• Tugas 1:
Tolong sebutkan semua pihak, selain narasumber sendiri, yang disebut dalam teks tentang pengolahan sampah di sekolah.
• Tugas 2:
Dalam teks tentang pengolahan sampah di sekolah, batang pohon besar yang dipotong 1,5 meter dijadikan apa?
• Tugas 3:
Kembalikan tanpa perubahan bagian teks tentang pengolahan sampah di sekolah antara "Akhirnya hasil pemikirannya, batang" dan "sehingga bernilai ekonomis.", termasuk kedua batas itu.

• Blok Teks:

Akhirnya, pemikiran tersebut disambut baik oleh Pemerintah dan dibuatkan tempatnya serta dibelikan mesin untuk mencacah, yang kemudian dicampur dengan segala sesuatu bersama guru-guru kimia yang lebih paham cara memproduksinya.
“Saya buatkan bak ini, akhirnya terwujud, yang lumayan selama satu bulan, lalu kita belikan plastik. Saya pikir, kalau kompos yang dibuat oleh pedagang yang di Renon, biasanya pakai karung, kita belum lakukan, karena pakai karung itu khan 5 kg dan 10 kg, cukup besar. Kita malah pakai yang kecil saja,” paparnya.
Kemudian, pihaknya mencoba plastik khusus daun dan ranting-ranting kecil. Akibat kondisi hujan lebat mengakibatkan pohon-pohon besar tumbang. Jika diangkat dan dibuang pohon tersebut perlu biaya mahal.
Akhirnya hasil pemikirannya, batang pohon besar itu dipotong 1,5 meter untuk dijadikan tempat anggrek, yang akhirnya berjalan dengan baik, sehingga bernilai ekonomis.
“Jadi, saya berpikir yang tidak terpakai menjadi terpakai itu intinya. Kita mengajarkan ekonomis untuk anak-anak. Sampai saat ini, dananya sudah lumayan dan itu dikelola oleh OSIS,” sebutnya.

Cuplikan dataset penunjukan
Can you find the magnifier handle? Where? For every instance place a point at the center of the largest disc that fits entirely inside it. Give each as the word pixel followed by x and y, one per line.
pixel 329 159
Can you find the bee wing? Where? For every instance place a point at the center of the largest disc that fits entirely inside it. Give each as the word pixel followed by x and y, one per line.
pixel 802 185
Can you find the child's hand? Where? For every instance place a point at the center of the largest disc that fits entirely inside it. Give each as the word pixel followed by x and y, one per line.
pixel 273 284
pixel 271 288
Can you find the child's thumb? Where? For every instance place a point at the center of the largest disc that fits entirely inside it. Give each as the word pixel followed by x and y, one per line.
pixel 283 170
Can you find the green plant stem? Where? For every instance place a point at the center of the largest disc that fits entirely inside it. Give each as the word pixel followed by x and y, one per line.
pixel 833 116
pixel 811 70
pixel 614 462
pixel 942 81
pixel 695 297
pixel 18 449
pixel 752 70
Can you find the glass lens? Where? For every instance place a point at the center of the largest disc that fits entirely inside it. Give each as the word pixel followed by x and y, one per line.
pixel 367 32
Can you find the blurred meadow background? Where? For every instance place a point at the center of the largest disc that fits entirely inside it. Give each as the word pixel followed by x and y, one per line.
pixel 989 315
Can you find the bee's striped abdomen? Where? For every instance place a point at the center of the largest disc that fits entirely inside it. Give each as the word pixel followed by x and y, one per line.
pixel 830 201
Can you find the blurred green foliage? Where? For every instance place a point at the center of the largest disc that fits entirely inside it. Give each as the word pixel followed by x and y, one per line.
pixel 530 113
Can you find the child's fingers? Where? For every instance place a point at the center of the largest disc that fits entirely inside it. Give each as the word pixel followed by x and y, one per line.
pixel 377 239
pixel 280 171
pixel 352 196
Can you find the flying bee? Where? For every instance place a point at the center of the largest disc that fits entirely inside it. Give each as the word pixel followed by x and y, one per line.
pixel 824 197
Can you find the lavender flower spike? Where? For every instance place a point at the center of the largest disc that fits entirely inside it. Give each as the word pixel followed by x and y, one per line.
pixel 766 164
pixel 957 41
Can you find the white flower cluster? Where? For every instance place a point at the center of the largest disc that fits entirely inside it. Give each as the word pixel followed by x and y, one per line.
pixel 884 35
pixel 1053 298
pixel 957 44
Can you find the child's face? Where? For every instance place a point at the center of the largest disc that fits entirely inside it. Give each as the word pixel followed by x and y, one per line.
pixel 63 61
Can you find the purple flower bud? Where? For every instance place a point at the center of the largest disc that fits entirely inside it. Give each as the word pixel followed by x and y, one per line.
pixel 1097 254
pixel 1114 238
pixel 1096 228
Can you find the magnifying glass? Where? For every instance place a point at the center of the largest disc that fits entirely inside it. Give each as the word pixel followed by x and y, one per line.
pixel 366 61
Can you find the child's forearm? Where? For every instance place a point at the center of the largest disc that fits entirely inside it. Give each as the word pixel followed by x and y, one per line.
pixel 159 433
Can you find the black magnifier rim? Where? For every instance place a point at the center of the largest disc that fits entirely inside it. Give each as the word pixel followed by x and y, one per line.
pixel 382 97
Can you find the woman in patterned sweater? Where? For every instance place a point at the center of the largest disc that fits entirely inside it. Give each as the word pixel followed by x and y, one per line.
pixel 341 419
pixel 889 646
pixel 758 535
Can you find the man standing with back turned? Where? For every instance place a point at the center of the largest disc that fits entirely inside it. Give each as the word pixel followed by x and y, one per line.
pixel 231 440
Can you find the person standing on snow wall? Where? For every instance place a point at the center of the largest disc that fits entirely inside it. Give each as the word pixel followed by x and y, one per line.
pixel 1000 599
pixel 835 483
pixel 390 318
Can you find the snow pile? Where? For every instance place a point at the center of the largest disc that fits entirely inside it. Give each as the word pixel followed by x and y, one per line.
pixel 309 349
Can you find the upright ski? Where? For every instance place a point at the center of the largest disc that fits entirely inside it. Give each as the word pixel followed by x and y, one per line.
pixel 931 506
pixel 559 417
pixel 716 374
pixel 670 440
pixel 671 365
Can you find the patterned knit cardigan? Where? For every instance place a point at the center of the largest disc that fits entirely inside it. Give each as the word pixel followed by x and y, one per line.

• Contoh Jawaban 1:
Pemerintah, guru-guru kimia, pedagang yang di Renon, anak-anak, OSIS

• Contoh Jawaban 2:
Dijadikan tempat anggrek.

• Contoh Jawaban 3:
Akhirnya hasil pemikirannya, batang pohon besar itu dipotong 1,5 meter untuk dijadikan tempat anggrek, yang akhirnya berjalan dengan baik, sehingga bernilai ekonomis.